Work request
The answer must be the lines from the one containing "the bridge railing" through the last line of the data below, copied exactly, with nothing else.

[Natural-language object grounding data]
┏━━

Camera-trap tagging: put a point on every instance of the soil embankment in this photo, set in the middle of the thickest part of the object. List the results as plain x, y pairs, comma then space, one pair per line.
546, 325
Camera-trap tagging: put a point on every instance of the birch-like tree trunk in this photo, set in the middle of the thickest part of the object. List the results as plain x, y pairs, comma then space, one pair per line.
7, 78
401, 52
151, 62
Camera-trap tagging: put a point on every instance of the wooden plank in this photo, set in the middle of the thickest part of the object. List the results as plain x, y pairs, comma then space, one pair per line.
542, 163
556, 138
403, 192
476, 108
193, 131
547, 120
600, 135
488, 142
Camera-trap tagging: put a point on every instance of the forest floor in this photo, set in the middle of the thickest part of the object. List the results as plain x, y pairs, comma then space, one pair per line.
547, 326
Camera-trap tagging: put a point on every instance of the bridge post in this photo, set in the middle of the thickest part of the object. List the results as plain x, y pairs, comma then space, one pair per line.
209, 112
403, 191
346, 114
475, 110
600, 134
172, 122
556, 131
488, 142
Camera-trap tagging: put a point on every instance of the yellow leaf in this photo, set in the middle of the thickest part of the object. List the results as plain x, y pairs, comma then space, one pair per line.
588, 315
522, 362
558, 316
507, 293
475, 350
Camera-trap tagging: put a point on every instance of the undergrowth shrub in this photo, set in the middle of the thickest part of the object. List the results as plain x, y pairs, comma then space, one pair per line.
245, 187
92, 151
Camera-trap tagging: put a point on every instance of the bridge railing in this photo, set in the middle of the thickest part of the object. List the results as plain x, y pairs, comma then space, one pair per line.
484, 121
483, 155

┗━━

Result for this task
Camera-trap tagging: put a point on every instance of the bridge railing in this photo, set in the middle of the thickest part of the object. List the results as plain x, y pairs, comma then space, one pair per line.
484, 121
483, 155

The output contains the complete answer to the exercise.